=== WHAT THIS TASK INVOLVES ===
Render the data from the line containing "Task: the pointer indicates each instance of the dry" up to and including the line containing "[[570, 294]]" as a numbered list, with one line per item and any blank lines omitted.

═════ PROVIDED ENTRIES

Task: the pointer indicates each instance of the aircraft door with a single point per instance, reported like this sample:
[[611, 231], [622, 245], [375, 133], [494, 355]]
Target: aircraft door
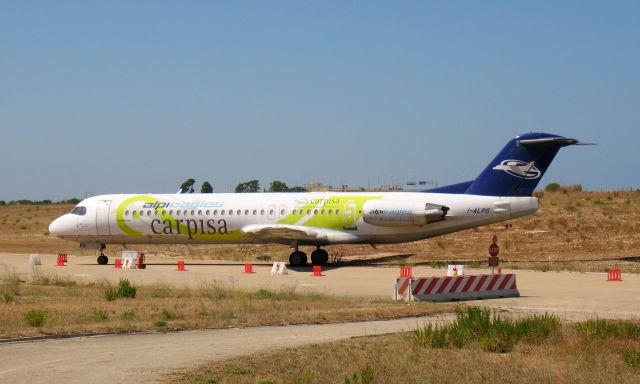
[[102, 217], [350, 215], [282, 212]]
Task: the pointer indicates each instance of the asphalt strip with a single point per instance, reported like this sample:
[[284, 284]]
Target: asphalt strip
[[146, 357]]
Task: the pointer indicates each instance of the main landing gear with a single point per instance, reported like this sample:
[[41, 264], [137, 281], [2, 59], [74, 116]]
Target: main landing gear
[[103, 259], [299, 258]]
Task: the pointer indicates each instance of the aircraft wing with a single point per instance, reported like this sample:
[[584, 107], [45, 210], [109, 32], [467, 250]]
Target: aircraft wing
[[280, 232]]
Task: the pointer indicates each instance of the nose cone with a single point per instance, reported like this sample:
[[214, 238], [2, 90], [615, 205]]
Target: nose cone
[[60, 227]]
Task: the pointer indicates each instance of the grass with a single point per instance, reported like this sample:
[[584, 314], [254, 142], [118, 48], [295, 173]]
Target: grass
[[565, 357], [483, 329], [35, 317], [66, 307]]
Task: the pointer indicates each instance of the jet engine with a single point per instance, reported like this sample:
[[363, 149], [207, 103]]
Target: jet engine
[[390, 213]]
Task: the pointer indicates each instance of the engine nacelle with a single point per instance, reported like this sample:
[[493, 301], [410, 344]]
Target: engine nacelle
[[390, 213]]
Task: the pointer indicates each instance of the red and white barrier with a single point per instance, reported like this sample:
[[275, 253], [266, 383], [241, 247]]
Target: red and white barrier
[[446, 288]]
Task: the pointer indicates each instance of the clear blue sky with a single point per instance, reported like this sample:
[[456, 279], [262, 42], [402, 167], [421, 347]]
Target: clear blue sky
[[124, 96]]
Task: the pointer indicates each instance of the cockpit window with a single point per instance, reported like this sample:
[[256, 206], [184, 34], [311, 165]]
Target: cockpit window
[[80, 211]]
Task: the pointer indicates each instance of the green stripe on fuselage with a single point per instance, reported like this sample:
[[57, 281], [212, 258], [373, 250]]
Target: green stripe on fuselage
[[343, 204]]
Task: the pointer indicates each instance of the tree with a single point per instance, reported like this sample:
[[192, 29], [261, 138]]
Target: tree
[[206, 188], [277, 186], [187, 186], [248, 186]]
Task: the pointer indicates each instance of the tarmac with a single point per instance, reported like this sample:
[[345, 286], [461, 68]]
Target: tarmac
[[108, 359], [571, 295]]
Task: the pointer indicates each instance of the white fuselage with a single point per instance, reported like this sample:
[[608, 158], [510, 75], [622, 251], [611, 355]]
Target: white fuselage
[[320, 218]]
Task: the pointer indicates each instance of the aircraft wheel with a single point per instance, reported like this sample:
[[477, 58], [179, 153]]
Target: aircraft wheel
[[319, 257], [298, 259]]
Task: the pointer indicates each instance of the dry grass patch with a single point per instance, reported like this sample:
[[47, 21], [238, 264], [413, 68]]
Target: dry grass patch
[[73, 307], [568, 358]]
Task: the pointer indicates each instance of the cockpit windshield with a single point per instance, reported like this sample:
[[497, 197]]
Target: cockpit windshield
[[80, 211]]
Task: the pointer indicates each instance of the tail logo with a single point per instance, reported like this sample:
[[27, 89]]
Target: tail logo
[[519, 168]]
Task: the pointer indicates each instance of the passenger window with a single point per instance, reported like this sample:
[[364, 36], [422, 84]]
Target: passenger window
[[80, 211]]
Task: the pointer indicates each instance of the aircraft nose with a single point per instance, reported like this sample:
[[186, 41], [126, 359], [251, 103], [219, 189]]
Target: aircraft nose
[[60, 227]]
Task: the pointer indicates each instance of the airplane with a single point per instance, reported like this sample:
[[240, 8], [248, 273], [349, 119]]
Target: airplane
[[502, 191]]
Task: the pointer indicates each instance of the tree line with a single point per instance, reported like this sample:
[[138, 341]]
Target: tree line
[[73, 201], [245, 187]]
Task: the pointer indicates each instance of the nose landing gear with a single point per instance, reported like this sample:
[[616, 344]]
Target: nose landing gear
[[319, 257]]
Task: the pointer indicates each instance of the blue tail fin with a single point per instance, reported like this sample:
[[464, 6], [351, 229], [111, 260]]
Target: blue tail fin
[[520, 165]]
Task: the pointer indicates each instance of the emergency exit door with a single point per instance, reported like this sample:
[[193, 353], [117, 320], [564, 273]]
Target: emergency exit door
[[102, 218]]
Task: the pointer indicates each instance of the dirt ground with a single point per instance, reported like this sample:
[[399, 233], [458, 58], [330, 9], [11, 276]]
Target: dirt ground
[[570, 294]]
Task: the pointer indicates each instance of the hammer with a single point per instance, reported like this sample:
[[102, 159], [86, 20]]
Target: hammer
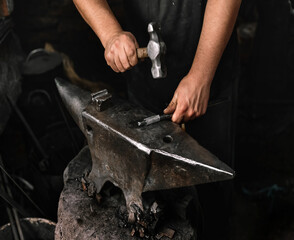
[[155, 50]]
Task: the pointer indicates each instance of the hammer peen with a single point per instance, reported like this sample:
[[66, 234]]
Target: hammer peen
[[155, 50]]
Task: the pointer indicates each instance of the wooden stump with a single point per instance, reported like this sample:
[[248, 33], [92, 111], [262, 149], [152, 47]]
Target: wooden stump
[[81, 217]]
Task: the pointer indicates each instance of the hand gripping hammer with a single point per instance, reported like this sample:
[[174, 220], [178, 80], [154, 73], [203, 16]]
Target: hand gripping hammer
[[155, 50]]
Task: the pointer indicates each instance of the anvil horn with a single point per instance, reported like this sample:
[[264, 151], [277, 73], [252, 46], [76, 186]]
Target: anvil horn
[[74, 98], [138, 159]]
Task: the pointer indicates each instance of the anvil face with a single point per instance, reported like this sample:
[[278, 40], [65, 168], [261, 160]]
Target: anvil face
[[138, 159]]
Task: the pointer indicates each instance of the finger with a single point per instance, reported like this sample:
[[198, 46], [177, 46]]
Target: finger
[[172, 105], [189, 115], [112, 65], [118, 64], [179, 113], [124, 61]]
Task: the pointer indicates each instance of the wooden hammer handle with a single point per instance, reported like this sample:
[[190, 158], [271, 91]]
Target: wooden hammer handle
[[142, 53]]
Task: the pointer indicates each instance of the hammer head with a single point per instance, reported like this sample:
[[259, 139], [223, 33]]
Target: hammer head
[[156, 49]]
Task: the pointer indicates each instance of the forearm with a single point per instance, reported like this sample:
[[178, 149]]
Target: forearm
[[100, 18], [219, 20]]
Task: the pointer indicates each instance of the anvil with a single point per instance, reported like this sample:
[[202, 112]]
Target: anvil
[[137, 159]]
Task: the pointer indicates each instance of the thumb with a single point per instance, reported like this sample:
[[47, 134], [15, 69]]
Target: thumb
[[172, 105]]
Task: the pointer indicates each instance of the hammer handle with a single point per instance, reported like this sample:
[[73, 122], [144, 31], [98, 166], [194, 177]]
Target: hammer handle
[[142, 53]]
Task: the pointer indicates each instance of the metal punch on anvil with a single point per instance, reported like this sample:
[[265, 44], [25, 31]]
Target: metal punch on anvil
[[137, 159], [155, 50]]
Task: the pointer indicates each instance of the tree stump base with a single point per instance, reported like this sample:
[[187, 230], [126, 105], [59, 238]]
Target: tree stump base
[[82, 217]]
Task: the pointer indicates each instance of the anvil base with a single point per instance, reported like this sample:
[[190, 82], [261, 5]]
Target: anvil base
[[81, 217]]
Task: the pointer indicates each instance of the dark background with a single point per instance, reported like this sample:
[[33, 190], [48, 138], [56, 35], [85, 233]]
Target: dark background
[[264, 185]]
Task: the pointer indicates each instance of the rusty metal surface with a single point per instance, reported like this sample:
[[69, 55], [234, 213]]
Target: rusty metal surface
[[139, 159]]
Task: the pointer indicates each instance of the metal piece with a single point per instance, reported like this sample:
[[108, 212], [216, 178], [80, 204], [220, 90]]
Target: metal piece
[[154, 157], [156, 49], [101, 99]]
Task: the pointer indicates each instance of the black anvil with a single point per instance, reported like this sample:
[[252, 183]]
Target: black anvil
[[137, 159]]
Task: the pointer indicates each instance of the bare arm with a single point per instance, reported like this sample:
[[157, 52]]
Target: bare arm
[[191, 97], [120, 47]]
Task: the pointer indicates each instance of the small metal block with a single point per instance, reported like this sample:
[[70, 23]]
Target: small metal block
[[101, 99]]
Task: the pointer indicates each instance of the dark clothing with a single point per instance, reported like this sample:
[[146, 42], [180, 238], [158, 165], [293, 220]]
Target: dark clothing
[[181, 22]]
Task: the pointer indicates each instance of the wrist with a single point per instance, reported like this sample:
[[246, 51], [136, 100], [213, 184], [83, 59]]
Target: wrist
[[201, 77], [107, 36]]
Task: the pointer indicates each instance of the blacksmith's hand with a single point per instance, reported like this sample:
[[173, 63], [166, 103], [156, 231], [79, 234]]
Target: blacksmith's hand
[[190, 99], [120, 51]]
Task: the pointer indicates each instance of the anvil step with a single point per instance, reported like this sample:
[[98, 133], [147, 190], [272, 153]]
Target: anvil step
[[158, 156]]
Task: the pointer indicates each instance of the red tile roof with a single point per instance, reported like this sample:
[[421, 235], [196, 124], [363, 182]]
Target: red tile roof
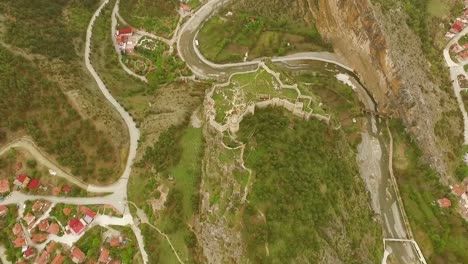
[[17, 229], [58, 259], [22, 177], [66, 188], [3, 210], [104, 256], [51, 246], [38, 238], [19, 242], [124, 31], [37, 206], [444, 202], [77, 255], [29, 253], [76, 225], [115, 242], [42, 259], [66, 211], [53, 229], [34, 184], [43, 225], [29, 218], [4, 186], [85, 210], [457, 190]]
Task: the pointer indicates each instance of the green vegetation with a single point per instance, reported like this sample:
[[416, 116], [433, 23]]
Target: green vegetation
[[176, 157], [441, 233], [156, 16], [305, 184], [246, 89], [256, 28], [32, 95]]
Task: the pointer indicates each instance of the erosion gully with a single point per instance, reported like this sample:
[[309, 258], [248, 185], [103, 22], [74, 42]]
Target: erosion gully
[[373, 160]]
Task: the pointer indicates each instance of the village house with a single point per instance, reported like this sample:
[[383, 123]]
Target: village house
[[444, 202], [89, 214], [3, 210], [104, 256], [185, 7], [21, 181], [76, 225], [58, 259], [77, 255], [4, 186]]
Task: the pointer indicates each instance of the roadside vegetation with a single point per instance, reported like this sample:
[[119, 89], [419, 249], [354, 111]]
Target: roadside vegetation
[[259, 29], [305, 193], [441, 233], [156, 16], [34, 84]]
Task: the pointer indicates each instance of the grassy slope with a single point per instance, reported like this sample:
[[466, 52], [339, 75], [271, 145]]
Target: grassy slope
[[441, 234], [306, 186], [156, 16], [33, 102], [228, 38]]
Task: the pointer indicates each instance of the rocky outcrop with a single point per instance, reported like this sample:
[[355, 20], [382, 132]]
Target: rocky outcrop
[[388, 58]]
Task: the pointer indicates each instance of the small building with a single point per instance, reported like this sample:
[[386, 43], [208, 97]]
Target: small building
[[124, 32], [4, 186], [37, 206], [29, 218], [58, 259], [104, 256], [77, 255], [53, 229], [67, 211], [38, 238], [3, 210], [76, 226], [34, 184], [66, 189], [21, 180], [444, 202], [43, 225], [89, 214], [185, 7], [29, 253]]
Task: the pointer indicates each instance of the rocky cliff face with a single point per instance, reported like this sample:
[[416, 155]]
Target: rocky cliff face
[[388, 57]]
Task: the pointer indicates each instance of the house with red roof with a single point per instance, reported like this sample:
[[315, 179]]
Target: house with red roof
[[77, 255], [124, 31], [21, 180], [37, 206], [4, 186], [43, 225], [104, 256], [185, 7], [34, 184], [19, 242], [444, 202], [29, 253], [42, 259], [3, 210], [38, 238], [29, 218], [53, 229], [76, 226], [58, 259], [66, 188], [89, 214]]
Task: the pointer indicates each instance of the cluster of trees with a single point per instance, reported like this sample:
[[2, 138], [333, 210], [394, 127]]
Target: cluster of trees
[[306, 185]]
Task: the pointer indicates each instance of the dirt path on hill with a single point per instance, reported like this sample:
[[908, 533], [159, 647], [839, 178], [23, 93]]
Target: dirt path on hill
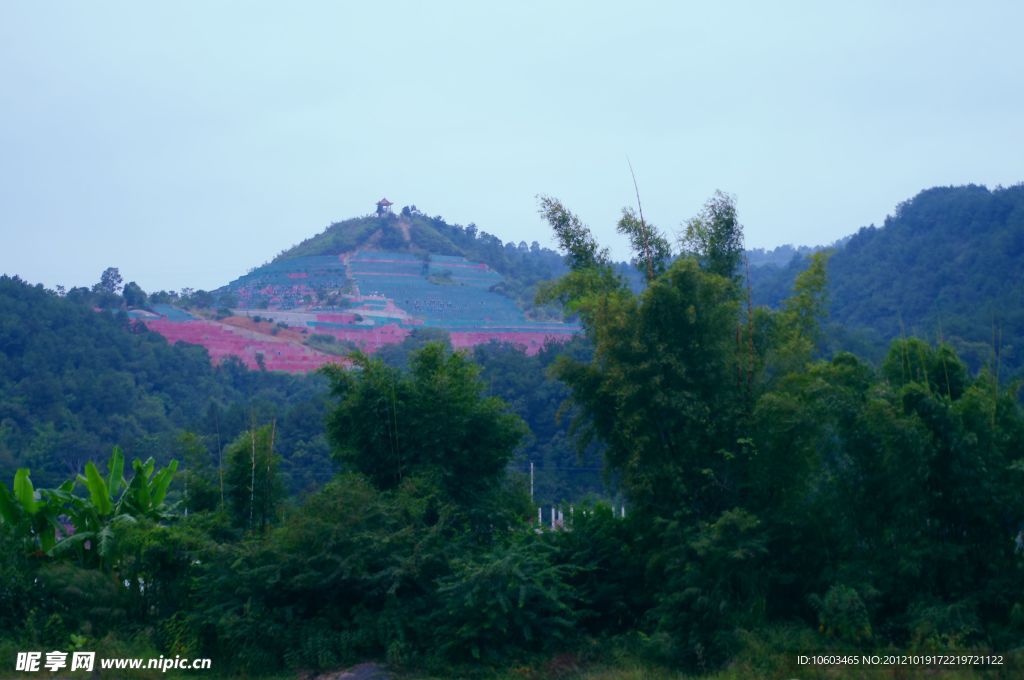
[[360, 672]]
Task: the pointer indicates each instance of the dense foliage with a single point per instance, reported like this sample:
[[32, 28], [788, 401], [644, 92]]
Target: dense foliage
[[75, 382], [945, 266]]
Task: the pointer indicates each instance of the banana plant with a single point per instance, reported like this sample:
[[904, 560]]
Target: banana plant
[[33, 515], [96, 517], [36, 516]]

══════════

=== ANSWER ===
1. Task: the pointer indicates each instance of the dry grass patch with a single point per instance, reported like this sample:
2. [[47, 21], [238, 264], [413, 68]]
3. Target: dry grass patch
4. [[73, 307], [568, 358]]
5. Task: the pointer indicates each instance of the cockpit windshield with a single point per instance, reported like this sample:
6. [[497, 197]]
7. Target: cockpit windshield
8. [[80, 211]]
9. Task: the pointer indicates each instance of the tail logo with a single point per instance, reported like this sample:
10. [[27, 89]]
11. Target: tail logo
12. [[519, 168]]
13. Task: the pointer indicates each instance of the passenger window with a single point per instance, reported like this sample:
14. [[364, 36], [422, 84]]
15. Target: passenger window
16. [[80, 211]]
17. Task: the pointer indicates each instance of the aircraft nose with a single point per instance, reported like this sample:
18. [[186, 41], [126, 359], [251, 103], [219, 189]]
19. Target: aircraft nose
20. [[60, 227]]
21. Task: the pointer indicates each instance of the airplane with a single point per instance, reported like this sample:
22. [[240, 8], [248, 273], [349, 119]]
23. Target: airplane
24. [[502, 191]]
25. Task: the pointer indicates each instance of the tree line with a single point per instance, reported like this sample:
26. [[138, 341]]
27. Target: tree line
28. [[73, 201], [245, 187]]
29. Task: the pointer indicates each instance of the nose landing gear with a single point per instance, reported like this sample:
30. [[616, 344]]
31. Target: nose landing gear
32. [[319, 257]]
33. Task: the pointer indicates each instance of the blue tail fin with a single point per instance, reported like this sample:
34. [[464, 6], [351, 229], [111, 260]]
35. Target: blue tail fin
36. [[520, 165]]
37. Task: the pointer indicates each instance of the emergency exit door with a single point per instance, reported like this sample:
38. [[193, 353], [117, 320], [564, 273]]
39. Target: emergency exit door
40. [[102, 218]]
41. Task: the pointer indicates each instance of the dirt ground with a single point per instance, reported like this sample:
42. [[399, 233], [458, 58], [330, 9], [11, 276]]
43. Target: dirt ground
44. [[570, 294]]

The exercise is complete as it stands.